◆ DIRECTION A ◆
Find each line in the listing below that contains the word "rocky", and copy those lines.

◆ QUOTED TEXT ◆
::::
HCFS based Data Source Cache on Spark 3.0.0 requires a working Hadoop cluster with YARN and Spark. Running Spark on YARN requires a binary distribution of Spark, which is built with YARN support. The HCFS based Data Source Cache also need to install plasma and redis, please follow OAP-Installation-Guide for how to install plasma and redis.
Before you run $SPARK_HOME/bin/spark-shell
, you need to configure Spark for integration. You need to add or update the following configurations in the Spark configuration file $SPARK_HOME/conf/spark-defaults.conf
on your working node.
spark.hadoop.fs.cachedFs.impl com.intel.oap.fs.hadoop.cachedfs.CachedFileSystem
# absolute path of the jar on your working node
spark.files /path/to/hcfs-sql-ds-cache-<version>.jar
# relative path to spark.files, just specify jar name in current dir
spark.executor.extraClassPath ./hcfs-sql-cache-<version>.jar
# absolute path of the jar on your working node
spark.driver.extraClassPath /path/to/hcfs-sql-ds-cache-<version>.jar
Add the following configuration to $SPARK_HOME/conf/spark-defaults.conf
.
::::
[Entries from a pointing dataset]

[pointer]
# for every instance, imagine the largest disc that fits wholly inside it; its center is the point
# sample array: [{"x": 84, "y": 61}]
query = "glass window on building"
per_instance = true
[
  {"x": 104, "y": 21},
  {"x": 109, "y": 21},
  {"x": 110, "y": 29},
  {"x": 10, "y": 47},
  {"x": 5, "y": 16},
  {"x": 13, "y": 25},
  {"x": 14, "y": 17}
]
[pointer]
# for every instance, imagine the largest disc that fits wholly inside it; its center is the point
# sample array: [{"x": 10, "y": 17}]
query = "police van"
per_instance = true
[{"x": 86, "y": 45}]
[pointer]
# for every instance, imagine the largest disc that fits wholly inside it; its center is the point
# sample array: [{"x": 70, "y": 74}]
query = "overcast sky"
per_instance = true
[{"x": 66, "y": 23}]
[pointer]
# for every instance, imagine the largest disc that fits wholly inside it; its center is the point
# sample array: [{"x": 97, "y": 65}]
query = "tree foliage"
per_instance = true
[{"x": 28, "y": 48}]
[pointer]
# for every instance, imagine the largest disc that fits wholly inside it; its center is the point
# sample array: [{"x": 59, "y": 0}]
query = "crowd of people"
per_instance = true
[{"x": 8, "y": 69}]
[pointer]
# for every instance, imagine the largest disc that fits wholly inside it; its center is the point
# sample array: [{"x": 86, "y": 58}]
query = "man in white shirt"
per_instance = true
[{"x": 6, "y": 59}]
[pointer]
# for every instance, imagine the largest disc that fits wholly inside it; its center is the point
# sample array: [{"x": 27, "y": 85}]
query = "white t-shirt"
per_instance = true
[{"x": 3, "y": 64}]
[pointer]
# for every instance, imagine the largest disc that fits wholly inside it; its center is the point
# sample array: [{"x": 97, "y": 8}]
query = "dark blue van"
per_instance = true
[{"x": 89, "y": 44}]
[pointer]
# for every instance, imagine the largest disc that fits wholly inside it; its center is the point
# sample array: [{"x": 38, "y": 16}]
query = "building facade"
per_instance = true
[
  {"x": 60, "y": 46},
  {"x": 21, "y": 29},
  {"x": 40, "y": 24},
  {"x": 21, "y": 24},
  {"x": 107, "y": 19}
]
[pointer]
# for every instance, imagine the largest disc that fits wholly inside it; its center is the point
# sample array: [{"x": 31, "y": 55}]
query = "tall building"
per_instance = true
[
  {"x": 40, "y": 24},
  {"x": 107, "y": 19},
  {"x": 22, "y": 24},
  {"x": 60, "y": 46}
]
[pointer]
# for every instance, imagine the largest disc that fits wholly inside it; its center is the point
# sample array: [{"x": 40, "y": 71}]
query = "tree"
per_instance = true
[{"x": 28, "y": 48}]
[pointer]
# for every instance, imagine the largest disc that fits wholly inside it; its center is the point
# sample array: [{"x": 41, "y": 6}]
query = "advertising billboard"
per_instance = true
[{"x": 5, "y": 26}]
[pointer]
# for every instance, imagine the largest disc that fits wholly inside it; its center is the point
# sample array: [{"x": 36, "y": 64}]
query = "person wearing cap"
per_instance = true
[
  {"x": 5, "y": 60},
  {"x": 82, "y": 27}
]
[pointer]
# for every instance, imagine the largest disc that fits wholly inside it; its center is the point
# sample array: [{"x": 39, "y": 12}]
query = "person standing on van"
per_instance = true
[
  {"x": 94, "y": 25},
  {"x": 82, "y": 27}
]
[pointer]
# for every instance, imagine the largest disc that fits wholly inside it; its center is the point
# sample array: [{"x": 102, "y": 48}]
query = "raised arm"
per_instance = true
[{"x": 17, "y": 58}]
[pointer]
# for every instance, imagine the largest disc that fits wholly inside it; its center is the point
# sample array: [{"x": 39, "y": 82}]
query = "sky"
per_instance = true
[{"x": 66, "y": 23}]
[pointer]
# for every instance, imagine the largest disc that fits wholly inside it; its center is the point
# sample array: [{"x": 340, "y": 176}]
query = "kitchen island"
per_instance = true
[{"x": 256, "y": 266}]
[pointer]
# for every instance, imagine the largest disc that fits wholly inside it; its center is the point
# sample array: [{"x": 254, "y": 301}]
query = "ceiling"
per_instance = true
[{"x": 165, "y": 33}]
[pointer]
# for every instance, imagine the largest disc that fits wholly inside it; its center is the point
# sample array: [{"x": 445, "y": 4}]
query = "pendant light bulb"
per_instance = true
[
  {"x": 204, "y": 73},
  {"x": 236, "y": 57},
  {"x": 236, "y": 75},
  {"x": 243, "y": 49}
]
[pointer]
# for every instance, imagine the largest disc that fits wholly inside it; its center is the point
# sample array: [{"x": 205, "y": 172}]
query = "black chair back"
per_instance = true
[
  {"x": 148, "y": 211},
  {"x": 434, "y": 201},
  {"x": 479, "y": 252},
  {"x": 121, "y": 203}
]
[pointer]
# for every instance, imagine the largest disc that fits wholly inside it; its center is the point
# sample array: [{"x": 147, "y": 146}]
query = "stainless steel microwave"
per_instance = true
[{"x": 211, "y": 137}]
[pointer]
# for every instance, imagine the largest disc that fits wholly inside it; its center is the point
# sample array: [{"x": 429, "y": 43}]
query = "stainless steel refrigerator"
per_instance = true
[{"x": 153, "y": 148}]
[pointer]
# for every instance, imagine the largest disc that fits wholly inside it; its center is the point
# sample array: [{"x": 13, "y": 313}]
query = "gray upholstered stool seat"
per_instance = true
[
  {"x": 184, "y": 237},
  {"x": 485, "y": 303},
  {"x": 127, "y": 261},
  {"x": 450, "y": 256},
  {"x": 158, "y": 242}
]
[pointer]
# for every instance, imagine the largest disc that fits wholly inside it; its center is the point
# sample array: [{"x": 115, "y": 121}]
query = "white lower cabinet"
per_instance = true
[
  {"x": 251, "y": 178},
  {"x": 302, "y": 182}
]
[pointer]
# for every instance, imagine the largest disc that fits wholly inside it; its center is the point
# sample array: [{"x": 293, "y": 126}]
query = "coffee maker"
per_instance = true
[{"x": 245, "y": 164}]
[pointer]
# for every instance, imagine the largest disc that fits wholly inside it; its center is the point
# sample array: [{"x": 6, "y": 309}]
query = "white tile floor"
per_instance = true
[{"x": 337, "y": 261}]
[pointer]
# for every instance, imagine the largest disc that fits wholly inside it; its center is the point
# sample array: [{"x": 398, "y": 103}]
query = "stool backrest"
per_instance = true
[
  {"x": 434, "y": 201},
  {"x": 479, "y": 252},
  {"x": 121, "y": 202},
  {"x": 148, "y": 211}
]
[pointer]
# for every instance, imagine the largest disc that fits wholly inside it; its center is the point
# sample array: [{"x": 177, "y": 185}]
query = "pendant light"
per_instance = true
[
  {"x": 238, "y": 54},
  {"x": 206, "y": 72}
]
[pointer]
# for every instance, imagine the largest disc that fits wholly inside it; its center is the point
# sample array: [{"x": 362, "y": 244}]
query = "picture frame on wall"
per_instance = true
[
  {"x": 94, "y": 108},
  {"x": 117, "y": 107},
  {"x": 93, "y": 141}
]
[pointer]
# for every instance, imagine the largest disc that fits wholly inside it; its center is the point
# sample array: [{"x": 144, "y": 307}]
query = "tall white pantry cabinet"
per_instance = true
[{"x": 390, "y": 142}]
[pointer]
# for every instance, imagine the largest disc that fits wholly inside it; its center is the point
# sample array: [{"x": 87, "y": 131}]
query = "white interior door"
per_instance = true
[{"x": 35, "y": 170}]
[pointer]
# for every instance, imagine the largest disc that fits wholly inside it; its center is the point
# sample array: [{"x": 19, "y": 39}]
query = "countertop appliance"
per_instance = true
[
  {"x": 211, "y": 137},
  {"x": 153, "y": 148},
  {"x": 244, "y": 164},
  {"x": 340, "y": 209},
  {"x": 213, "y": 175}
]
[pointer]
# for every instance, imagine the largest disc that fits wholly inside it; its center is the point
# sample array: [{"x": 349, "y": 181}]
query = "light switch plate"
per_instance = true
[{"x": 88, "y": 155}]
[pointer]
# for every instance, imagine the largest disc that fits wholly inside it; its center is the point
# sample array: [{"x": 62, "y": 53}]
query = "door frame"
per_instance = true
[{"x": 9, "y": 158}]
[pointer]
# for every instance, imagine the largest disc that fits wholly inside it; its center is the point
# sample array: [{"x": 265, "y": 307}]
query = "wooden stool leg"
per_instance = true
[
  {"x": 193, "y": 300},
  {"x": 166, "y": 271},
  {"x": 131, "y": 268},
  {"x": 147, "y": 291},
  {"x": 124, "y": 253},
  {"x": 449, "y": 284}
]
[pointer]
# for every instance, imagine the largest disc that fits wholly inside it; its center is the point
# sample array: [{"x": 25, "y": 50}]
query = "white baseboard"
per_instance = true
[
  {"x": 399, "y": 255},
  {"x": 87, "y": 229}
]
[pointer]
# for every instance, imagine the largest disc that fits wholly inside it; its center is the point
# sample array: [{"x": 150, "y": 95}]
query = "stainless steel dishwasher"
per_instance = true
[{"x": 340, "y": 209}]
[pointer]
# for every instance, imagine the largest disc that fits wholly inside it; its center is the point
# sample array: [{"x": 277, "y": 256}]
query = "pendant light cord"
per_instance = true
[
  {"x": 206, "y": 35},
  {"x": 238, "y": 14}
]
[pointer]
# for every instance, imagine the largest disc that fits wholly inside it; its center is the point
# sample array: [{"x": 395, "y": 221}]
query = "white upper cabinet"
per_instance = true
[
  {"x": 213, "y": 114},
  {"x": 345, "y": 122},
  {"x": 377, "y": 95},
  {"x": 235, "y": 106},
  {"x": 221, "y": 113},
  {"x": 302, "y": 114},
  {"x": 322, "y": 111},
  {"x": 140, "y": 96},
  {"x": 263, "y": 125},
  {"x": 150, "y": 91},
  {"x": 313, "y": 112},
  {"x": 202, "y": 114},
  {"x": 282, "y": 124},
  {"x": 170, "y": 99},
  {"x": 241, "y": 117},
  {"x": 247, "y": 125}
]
::::
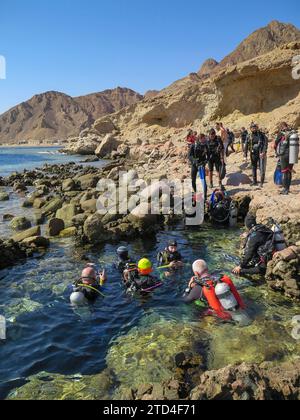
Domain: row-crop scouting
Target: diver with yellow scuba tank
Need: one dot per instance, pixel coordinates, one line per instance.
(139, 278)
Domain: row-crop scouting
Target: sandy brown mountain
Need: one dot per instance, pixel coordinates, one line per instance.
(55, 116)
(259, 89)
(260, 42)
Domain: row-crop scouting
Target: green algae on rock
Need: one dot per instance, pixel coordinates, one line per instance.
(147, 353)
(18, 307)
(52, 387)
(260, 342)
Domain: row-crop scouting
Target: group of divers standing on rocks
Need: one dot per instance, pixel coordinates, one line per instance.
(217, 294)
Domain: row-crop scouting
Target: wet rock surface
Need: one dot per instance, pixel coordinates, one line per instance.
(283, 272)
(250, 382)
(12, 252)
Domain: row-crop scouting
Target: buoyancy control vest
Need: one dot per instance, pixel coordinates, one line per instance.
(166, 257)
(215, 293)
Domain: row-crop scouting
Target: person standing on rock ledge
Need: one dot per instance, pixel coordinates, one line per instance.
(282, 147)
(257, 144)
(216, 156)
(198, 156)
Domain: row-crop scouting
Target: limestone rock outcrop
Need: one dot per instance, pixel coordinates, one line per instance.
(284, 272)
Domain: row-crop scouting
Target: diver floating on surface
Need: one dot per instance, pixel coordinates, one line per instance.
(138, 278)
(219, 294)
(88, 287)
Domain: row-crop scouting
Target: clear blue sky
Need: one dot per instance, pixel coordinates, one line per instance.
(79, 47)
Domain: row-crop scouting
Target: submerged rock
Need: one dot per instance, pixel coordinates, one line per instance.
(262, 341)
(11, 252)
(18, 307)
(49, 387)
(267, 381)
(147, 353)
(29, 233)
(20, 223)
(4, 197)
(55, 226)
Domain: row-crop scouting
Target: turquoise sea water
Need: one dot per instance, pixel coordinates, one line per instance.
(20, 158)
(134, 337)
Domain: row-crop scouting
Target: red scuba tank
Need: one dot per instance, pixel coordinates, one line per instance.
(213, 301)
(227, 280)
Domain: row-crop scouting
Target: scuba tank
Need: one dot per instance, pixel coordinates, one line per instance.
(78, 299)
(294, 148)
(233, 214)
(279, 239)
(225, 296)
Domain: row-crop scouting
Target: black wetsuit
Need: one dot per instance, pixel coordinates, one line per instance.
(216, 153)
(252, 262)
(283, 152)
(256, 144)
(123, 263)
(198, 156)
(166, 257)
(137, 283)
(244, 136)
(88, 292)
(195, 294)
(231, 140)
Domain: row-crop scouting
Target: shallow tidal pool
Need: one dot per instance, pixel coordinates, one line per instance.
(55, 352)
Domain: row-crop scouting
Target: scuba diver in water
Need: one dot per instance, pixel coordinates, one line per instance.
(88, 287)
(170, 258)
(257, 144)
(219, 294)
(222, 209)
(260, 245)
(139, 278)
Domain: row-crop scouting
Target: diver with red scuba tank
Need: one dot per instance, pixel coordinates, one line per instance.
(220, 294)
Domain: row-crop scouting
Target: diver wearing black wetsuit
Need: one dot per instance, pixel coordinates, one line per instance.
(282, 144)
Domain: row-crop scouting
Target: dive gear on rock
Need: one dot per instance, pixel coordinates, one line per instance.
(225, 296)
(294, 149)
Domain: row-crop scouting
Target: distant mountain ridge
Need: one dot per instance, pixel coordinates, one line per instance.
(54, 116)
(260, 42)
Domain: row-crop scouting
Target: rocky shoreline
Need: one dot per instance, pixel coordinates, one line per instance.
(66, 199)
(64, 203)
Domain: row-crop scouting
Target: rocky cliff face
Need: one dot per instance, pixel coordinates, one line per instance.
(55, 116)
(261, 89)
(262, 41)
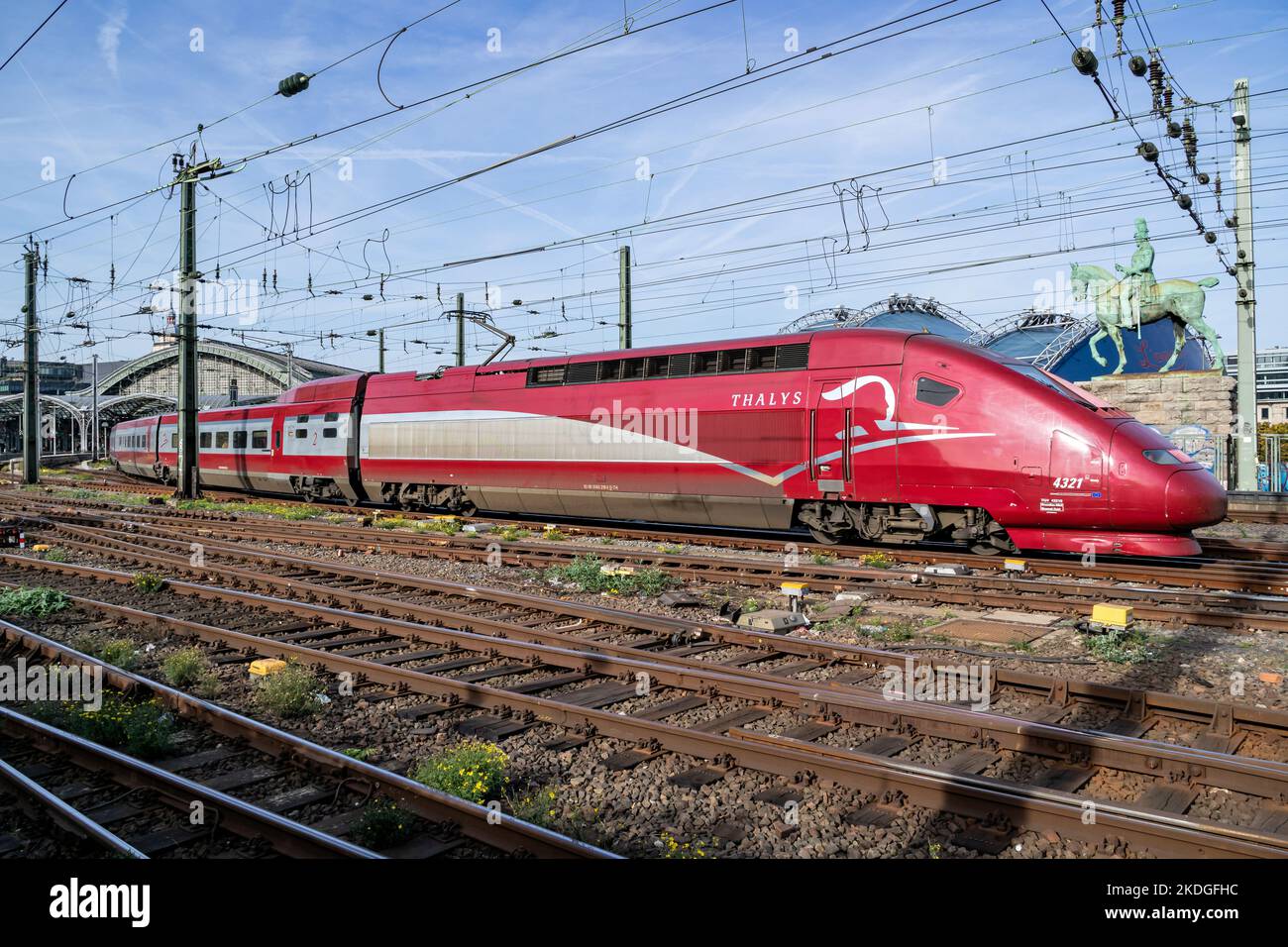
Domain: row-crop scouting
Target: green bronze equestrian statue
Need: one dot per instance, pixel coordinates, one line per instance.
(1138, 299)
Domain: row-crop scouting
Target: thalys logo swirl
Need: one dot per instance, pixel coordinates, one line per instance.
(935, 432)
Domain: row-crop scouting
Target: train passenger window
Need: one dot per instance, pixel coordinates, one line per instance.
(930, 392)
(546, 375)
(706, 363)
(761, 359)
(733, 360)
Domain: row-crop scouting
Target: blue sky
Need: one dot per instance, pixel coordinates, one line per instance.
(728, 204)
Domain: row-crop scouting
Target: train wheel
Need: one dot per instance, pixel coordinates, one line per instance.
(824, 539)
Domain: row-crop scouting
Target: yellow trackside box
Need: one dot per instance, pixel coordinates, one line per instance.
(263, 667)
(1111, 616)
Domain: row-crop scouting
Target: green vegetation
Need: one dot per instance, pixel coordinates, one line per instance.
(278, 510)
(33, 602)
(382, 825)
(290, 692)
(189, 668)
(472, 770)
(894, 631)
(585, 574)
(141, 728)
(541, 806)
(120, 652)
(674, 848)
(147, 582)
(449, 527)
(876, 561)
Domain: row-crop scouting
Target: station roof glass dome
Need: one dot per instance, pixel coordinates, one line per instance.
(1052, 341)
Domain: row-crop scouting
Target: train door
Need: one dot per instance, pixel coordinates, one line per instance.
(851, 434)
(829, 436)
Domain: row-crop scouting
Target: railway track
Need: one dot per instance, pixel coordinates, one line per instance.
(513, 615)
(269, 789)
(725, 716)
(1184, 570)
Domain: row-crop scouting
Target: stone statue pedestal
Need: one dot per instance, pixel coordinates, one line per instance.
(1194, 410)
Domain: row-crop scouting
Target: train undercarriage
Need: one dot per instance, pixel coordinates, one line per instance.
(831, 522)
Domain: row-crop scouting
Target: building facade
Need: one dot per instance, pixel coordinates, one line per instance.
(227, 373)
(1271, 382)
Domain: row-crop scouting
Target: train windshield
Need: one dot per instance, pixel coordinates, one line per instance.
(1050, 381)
::::
◆ DIRECTION B ◆
Change "working node" to "driver node" in the Spark configuration page above, and write out the passage starting with "HCFS based Data Source Cache on" and going on through "your working node.".

◆ CORRECT OUTPUT A ◆
Target: rocky shoreline
Target: rocky cliff face

◆ CORRECT OUTPUT B ◆
HCFS based Data Source Cache on Spark 3.0.0 requires a working Hadoop cluster with YARN and Spark. Running Spark on YARN requires a binary distribution of Spark, which is built with YARN support. The HCFS based Data Source Cache also need to install plasma and redis, please follow OAP-Installation-Guide for how to install plasma and redis.
Before you run $SPARK_HOME/bin/spark-shell
, you need to configure Spark for integration. You need to add or update the following configurations in the Spark configuration file $SPARK_HOME/conf/spark-defaults.conf
on your driver node.